"""

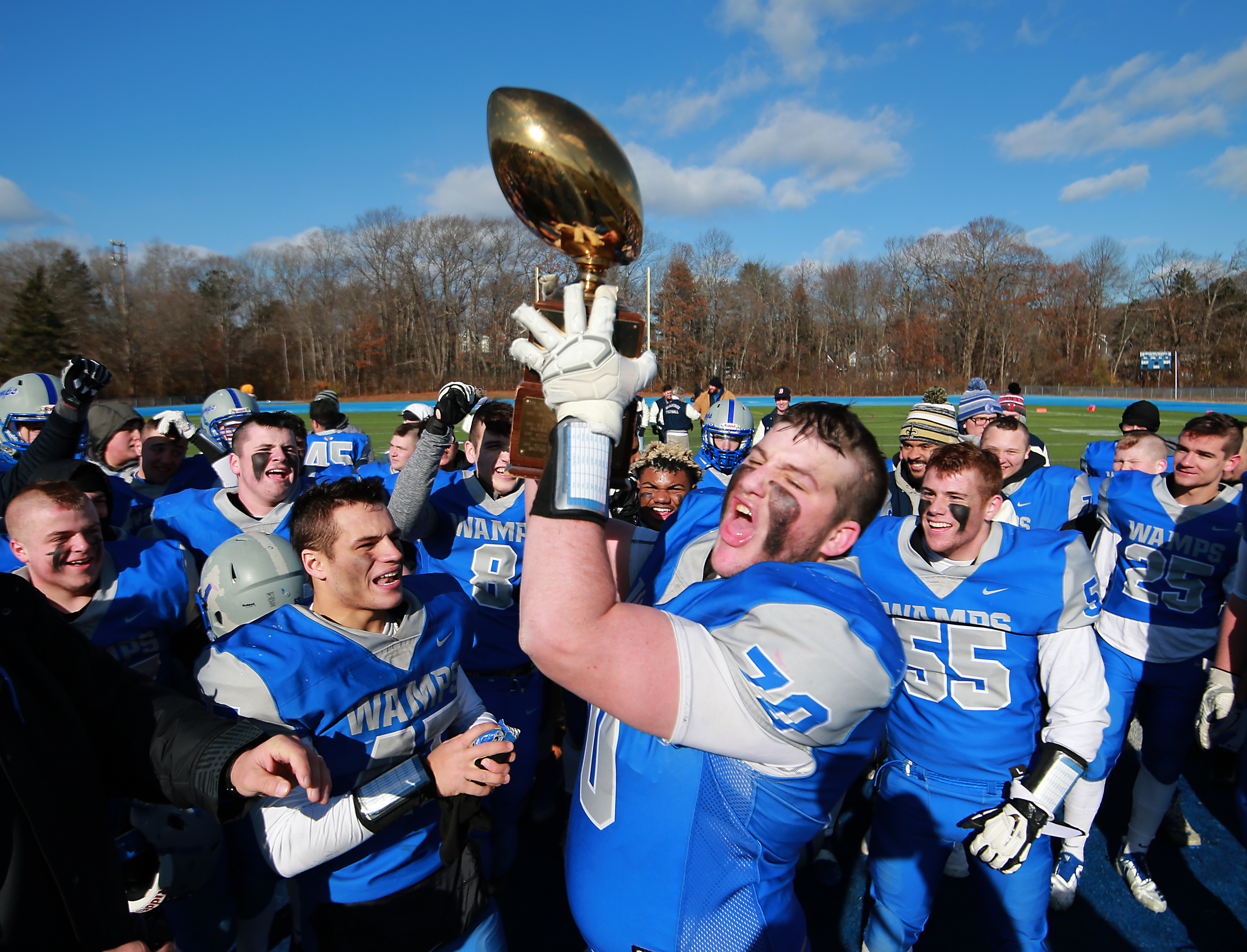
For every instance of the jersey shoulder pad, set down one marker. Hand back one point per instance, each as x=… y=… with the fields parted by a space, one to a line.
x=811 y=668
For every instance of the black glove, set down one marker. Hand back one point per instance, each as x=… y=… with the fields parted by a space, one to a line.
x=81 y=380
x=454 y=402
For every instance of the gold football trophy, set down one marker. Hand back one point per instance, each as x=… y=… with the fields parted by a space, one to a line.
x=570 y=184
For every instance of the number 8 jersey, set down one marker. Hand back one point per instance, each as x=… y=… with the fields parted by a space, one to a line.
x=481 y=543
x=973 y=639
x=1163 y=567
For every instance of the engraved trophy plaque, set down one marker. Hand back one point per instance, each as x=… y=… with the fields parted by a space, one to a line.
x=570 y=184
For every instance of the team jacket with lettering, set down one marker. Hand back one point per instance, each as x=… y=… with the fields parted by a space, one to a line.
x=1169 y=563
x=972 y=705
x=1051 y=497
x=201 y=520
x=481 y=543
x=671 y=848
x=146 y=587
x=335 y=447
x=366 y=702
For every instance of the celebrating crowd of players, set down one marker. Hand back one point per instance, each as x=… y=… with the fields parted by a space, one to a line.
x=734 y=642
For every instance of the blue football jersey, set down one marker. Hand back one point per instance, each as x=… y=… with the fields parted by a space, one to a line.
x=335 y=447
x=671 y=848
x=670 y=566
x=1051 y=497
x=972 y=703
x=1173 y=561
x=201 y=520
x=481 y=543
x=367 y=702
x=145 y=597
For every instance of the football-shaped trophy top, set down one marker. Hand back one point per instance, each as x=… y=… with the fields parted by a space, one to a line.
x=567 y=179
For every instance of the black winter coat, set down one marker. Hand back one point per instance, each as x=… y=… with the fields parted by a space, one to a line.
x=78 y=728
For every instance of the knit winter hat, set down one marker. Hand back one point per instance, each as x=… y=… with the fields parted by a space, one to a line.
x=1013 y=401
x=977 y=400
x=933 y=420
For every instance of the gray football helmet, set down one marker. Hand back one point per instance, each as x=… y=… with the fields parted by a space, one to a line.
x=224 y=411
x=29 y=398
x=248 y=577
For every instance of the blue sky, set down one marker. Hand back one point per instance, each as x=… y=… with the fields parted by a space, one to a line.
x=805 y=128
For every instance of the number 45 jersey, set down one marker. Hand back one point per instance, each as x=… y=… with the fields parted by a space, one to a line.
x=786 y=672
x=972 y=707
x=1167 y=566
x=481 y=543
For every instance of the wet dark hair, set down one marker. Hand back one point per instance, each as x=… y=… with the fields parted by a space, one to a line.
x=312 y=517
x=861 y=495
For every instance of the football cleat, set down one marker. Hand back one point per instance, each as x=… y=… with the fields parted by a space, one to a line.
x=1065 y=883
x=1134 y=870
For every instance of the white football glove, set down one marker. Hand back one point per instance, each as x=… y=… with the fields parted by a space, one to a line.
x=583 y=375
x=1218 y=709
x=1004 y=838
x=175 y=424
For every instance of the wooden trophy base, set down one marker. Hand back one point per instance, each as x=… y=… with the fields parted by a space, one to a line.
x=534 y=420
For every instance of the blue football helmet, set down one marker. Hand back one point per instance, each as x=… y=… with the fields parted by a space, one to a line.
x=732 y=420
x=29 y=398
x=224 y=411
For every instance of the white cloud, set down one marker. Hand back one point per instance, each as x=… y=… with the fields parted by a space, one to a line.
x=791 y=29
x=971 y=33
x=1230 y=170
x=1102 y=186
x=469 y=190
x=833 y=151
x=1103 y=128
x=841 y=243
x=690 y=190
x=689 y=108
x=17 y=207
x=281 y=241
x=1029 y=35
x=1047 y=236
x=1139 y=104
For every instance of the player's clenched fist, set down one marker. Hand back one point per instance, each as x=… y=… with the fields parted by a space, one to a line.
x=583 y=375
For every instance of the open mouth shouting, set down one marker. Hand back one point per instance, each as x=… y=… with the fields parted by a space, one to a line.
x=737 y=526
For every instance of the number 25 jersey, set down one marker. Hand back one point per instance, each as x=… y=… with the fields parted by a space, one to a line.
x=971 y=704
x=1163 y=601
x=481 y=543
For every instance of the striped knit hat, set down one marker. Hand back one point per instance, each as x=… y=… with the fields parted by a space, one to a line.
x=977 y=400
x=933 y=420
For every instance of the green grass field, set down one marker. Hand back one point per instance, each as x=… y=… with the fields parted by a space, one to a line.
x=1065 y=430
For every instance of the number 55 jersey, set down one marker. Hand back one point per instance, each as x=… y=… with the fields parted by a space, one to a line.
x=983 y=642
x=1167 y=566
x=691 y=844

"""

■ **Short task**:
Turn all of the material above into a Markdown table with the columns "Row" and "Line", numbering each non-blank line in order and leaving out the pictures.

■ **Exercise response**:
| Row | Line |
|---|---|
| 1 | For every instance of the jersey shoulder pad, set down one marker. Hand back one point per instance, each as x=… y=… with the fields parted by a space, one to a line. |
| 2 | x=811 y=668 |
| 3 | For every instance of the black glove, set down one marker. Hand back one point per instance, each as x=… y=… with the fields parted by a space, one to a line. |
| 4 | x=81 y=380 |
| 5 | x=454 y=402 |
| 6 | For every instance of the gold football trophy, set down one marker. Hand back one point per instance, each as x=… y=… with the fields parted by a space, one to a line. |
| 7 | x=570 y=184 |
| 8 | For every instance of the number 8 jersey, set down one marker. Hand back one point per instance, each as x=… y=… with the fields parted by a space, one to a line. |
| 9 | x=481 y=543 |
| 10 | x=973 y=639 |
| 11 | x=1163 y=567 |
| 12 | For every instance of the engraved trophy plaque, set down one marker. Hand back one point per instance, each as x=… y=… with the fields parted by a space, one to a line. |
| 13 | x=570 y=184 |
| 14 | For every instance of the team jacket with lettering, set down one marker. Hand back one point per instance, each as x=… y=… with the fields parted by a space, one to a line. |
| 15 | x=1169 y=563 |
| 16 | x=972 y=705 |
| 17 | x=1051 y=497 |
| 18 | x=201 y=520 |
| 19 | x=481 y=543 |
| 20 | x=671 y=848 |
| 21 | x=146 y=587 |
| 22 | x=335 y=447 |
| 23 | x=366 y=702 |
| 24 | For every instance of the celebrating crowd of players, set down one marker. Hand back one point per instance, each as x=… y=… with the fields parted by a space, one to a line. |
| 25 | x=734 y=642 |
| 26 | For every instance of the blue football jersey, set down one marker. Hand back one point per instance, each as x=… y=… with the fields parted by a space, one to a line. |
| 27 | x=335 y=447 |
| 28 | x=671 y=848 |
| 29 | x=670 y=566 |
| 30 | x=1051 y=497 |
| 31 | x=972 y=703 |
| 32 | x=1173 y=561 |
| 33 | x=201 y=520 |
| 34 | x=481 y=543 |
| 35 | x=367 y=702 |
| 36 | x=145 y=597 |
| 37 | For every instance of the football-shaped trophy top, set down one marker. Hand back one point per instance, each as x=… y=… with the fields parted by a space, one to a line. |
| 38 | x=567 y=179 |
| 39 | For every instance of the black winter coat, set down one marker. Hand back one point per instance, each as x=… y=… with the fields parted by a space, one to a line. |
| 40 | x=78 y=728 |
| 41 | For every instance of the knit winter hat, set down one marker. Hand back one point per instance, each as x=… y=… with the fields parted by a space, one to a line. |
| 42 | x=1013 y=401 |
| 43 | x=977 y=400 |
| 44 | x=933 y=420 |
| 45 | For every instance of the gray football helmet, set down one marker. Hand back one point per instance, each as x=… y=… with the fields parted by a space, one to a line. |
| 46 | x=224 y=411 |
| 47 | x=29 y=398 |
| 48 | x=248 y=577 |
| 49 | For every instance of the blue sky, set down one marker. Hand back one point per instance, each as x=… y=… with the fields parted by a space, one to a line. |
| 50 | x=805 y=128 |
| 51 | For every instance of the number 45 jersey, set down one marker. Hand back one point per instance, each as x=… y=… with the fields parted by a space, one to a line. |
| 52 | x=786 y=672 |
| 53 | x=972 y=707 |
| 54 | x=1167 y=566 |
| 55 | x=481 y=543 |
| 56 | For every instance of the wet dark hair, set down one marker. Hand back one point per instance, each as x=… y=… with the fields parted by a space, one to a line. |
| 57 | x=312 y=517 |
| 58 | x=861 y=495 |
| 59 | For every instance of the football cleat, set down one marker. Hand back one point per instance, each as x=… y=… with the fields parted by a space, one to a line. |
| 60 | x=1065 y=883 |
| 61 | x=1134 y=870 |
| 62 | For every instance of the white football glove, set down one marker. Hand back one point per instance, each as x=… y=… with the fields parted by a space, one to a line. |
| 63 | x=583 y=375 |
| 64 | x=1218 y=709 |
| 65 | x=1004 y=838 |
| 66 | x=175 y=424 |
| 67 | For every instance of the wooden trophy base, set down one marker. Hand back one point per instance, each as x=… y=… with the fields parted by a space, one to a line. |
| 68 | x=534 y=420 |
| 69 | For every instance of the blue football helmet, set down one marker. Hand back one point per instance, each as x=… y=… with the fields parted by a space, one to a line. |
| 70 | x=732 y=420 |
| 71 | x=29 y=398 |
| 72 | x=224 y=411 |
| 73 | For every instance of the white cloud, set down one marker. Hand back one point per instance, each as x=… y=… with the fields parted by a space, one to a line. |
| 74 | x=791 y=29 |
| 75 | x=971 y=33 |
| 76 | x=1230 y=170 |
| 77 | x=1102 y=186 |
| 78 | x=469 y=190 |
| 79 | x=833 y=151 |
| 80 | x=1103 y=128 |
| 81 | x=841 y=243 |
| 82 | x=690 y=190 |
| 83 | x=689 y=108 |
| 84 | x=17 y=207 |
| 85 | x=281 y=241 |
| 86 | x=1029 y=35 |
| 87 | x=1047 y=236 |
| 88 | x=1139 y=104 |
| 89 | For every instance of the player's clenched fist, set down one marker. Hand back one point per instance, each as x=… y=… with the fields parted by a space, one to a line. |
| 90 | x=583 y=375 |
| 91 | For every instance of the open mouth shouting, set down one marker. Hand back one point per instance, each as x=… y=… with the fields parted by a space, one to a line. |
| 92 | x=737 y=526 |
| 93 | For every instance of the number 25 jersey, set down one marker. Hand back one point per instance, each as x=… y=… with the fields parted by a space, one to a line. |
| 94 | x=971 y=704 |
| 95 | x=1163 y=601 |
| 96 | x=481 y=543 |
| 97 | For every instance of the striped knit hat, set down one marker. Hand back one point per instance, each as x=… y=… with the fields parted by a space, one to a line. |
| 98 | x=977 y=400 |
| 99 | x=933 y=420 |
| 100 | For every instance of the green grass field, set down one marker. Hand back one point per instance, each as x=… y=… with the fields parted by a space, one to a line. |
| 101 | x=1065 y=430 |
| 102 | For every instance of the number 55 jersey, set down one marker. Hand back one point per instance, each as x=… y=… with the fields parted by a space, one to a line. |
| 103 | x=983 y=642 |
| 104 | x=1167 y=566 |
| 105 | x=691 y=844 |